• [PASSAGE SHOWN]:
Vineyard Cuisine: Meals and Memories from Messina Hof

Vineyard Cuisine: A Delicious Book

Vineyard Cuisine: Meals and Memories  from Messina Hof is a delicious book that’s a joy to read, to view — and to use.

It’s the story of Merrill and Paul Bonarrigo, Texas Protestant gal and New York Catholic guy, who met, married and created one of Texas’s oldest wineries, tourist destinations and spas.

That Messina Hof would be one of the Lone Star State’s oldest wineries says a great deal in itself.  The first vines were planted in Texas in 1659 near present-day El Paso.  When France’s vineyards were virtually destroyed by phylloxera, a sap-sucking louse that feeds on the roots and leaves of grape vines, it was a Texas vintner, T.V. Munson, who grafted Texas root stock, which is immune to phylloxera,  and shipped it back to France, saving the French wine industry.  France awarded Munson the Legion of Honor for his work.

• [TASKS TO PERFORM]:
1) Name every person mentioned in the Vineyard Cuisine passage.
2) Please reproduce everything in the Vineyard Cuisine passage from "Vineyard Cuisine: Meals and Memories from" down to "and to use.", word for word.

• [GIVEN ENTRIES]:
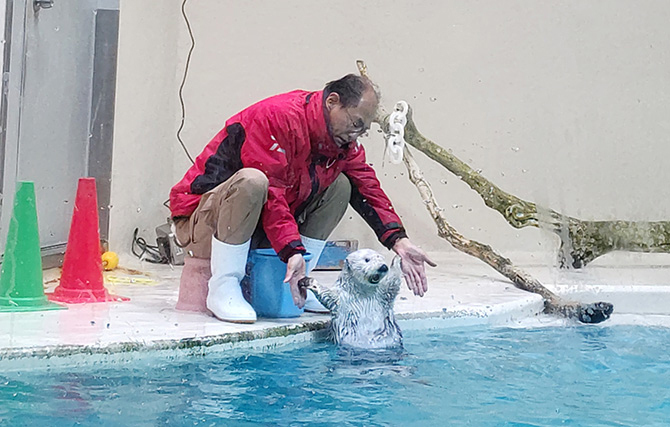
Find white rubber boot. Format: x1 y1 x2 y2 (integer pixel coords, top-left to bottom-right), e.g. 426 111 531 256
207 237 256 323
300 236 330 313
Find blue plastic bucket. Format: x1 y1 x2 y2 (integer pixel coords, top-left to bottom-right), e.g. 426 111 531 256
247 249 312 317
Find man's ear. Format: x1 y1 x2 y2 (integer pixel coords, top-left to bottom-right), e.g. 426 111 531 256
326 92 340 111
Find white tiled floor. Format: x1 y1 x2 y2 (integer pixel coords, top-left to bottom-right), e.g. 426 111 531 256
0 252 670 361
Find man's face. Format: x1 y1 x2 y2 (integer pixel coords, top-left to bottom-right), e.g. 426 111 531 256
326 89 379 147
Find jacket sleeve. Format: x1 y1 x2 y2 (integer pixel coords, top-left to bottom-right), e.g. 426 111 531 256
343 145 407 249
241 117 307 262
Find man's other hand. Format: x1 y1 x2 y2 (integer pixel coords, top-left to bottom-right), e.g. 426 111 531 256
284 254 306 308
393 237 437 297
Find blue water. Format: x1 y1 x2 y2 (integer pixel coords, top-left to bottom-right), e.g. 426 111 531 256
0 326 670 426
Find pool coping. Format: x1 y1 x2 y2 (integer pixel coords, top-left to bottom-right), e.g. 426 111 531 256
0 253 670 369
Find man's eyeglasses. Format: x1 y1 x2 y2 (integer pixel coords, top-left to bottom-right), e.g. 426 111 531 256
344 108 369 133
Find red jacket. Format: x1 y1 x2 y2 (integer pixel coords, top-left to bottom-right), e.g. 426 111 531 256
170 90 406 262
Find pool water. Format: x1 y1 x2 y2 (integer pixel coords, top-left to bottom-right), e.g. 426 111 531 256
0 326 670 426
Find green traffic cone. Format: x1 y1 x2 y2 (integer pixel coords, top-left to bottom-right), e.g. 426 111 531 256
0 182 67 312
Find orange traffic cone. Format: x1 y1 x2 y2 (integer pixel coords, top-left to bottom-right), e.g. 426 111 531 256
48 178 128 304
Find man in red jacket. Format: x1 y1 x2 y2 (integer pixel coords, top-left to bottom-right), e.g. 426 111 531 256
170 74 435 323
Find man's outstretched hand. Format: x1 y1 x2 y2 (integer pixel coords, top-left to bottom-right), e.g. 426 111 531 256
284 254 307 308
393 237 437 297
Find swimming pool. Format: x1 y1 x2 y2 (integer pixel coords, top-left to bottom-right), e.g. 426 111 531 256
0 326 670 426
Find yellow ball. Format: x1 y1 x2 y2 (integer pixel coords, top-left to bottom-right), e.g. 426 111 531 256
102 252 119 271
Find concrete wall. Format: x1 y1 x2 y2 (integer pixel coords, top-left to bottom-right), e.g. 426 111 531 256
112 0 670 268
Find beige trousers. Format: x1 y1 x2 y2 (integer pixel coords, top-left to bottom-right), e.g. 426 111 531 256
175 168 351 258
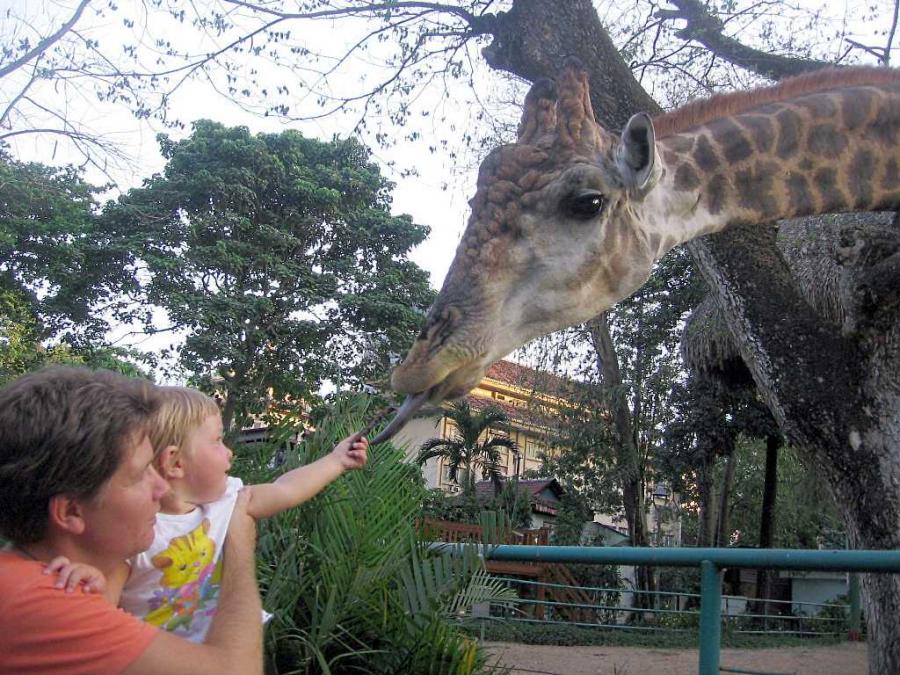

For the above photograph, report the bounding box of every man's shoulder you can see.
[0,551,53,596]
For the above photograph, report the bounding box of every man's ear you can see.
[47,495,85,534]
[156,445,184,480]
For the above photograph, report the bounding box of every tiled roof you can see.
[475,478,562,515]
[466,395,549,427]
[485,361,567,394]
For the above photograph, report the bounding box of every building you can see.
[395,361,681,546]
[394,361,565,493]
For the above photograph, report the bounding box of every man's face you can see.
[82,434,169,562]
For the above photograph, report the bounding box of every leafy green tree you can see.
[730,436,846,548]
[235,397,515,675]
[0,150,133,344]
[104,121,432,426]
[0,282,149,385]
[416,399,516,496]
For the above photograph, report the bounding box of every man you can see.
[0,368,262,675]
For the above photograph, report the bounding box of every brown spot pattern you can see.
[675,162,700,191]
[806,123,847,159]
[706,173,731,215]
[775,108,800,159]
[813,167,847,213]
[797,94,837,119]
[841,88,872,130]
[666,134,694,155]
[694,134,719,173]
[847,150,875,207]
[881,157,900,190]
[864,99,900,146]
[738,115,775,152]
[787,173,816,215]
[710,119,753,163]
[734,162,778,218]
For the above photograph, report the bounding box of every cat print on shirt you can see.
[144,518,222,631]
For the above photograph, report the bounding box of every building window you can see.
[525,437,544,459]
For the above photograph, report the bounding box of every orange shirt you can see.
[0,552,158,675]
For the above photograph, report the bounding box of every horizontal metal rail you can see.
[433,543,900,675]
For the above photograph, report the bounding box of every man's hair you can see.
[0,367,159,544]
[150,387,220,457]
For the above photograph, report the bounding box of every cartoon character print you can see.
[144,518,222,631]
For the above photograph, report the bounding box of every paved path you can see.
[485,642,867,675]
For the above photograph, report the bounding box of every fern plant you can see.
[235,398,514,675]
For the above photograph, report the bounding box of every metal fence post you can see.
[847,572,862,640]
[699,560,722,675]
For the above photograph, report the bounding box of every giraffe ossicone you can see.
[370,64,900,444]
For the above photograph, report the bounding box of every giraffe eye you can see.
[565,190,606,220]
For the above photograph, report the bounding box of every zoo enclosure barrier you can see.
[488,574,860,638]
[435,544,900,675]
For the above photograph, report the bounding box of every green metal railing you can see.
[492,575,859,638]
[436,544,900,675]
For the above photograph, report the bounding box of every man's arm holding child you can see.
[44,556,131,606]
[247,434,369,519]
[124,491,263,675]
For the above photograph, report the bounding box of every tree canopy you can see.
[103,121,432,422]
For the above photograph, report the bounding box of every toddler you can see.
[46,387,369,642]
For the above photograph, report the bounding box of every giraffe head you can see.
[376,64,658,434]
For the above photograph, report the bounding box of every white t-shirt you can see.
[119,477,260,642]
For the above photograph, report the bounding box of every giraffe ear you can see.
[616,113,656,190]
[519,78,558,144]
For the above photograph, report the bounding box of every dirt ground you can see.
[485,642,866,675]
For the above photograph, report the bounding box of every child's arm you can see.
[103,561,131,607]
[44,555,106,593]
[44,556,131,605]
[247,434,369,519]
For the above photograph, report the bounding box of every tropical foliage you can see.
[230,398,514,675]
[416,399,516,502]
[103,120,432,427]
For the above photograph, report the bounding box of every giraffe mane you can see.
[653,67,900,138]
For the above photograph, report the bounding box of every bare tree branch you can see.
[0,0,91,79]
[656,0,833,80]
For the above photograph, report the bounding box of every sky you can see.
[0,0,512,372]
[0,0,893,374]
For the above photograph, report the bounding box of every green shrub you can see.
[235,398,511,675]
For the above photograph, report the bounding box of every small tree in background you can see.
[416,399,516,496]
[235,397,515,675]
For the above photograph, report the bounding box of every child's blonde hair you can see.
[149,387,221,457]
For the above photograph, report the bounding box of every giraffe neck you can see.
[646,84,900,252]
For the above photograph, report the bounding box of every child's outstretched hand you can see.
[44,556,106,593]
[331,434,369,471]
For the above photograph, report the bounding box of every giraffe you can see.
[376,63,900,440]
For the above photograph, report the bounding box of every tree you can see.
[234,396,515,675]
[416,399,516,497]
[0,150,133,345]
[7,0,900,673]
[103,121,432,428]
[531,251,699,602]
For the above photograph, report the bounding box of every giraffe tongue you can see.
[372,389,431,445]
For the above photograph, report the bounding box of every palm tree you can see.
[416,400,516,496]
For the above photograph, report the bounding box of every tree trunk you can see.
[716,436,737,546]
[588,313,656,607]
[689,227,900,675]
[484,0,900,675]
[756,435,781,614]
[697,452,717,548]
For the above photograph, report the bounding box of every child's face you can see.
[182,413,232,504]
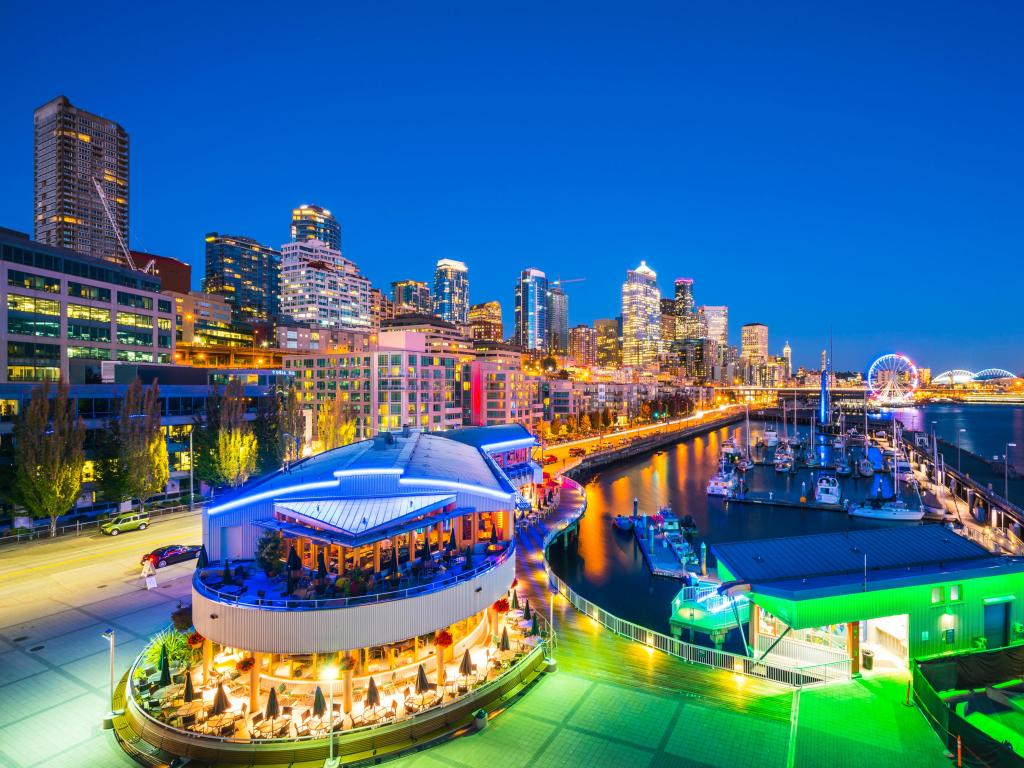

• [PER-TASK OUTPUTS]:
1) Merrill Bonarrigo, Paul Bonarrigo, T.V. Munson

2)
Vineyard Cuisine: Meals and Memories from Messina Hof

Vineyard Cuisine: A Delicious Book

Vineyard Cuisine: Meals and Memories  from Messina Hof is a delicious book that’s a joy to read, to view — and to use.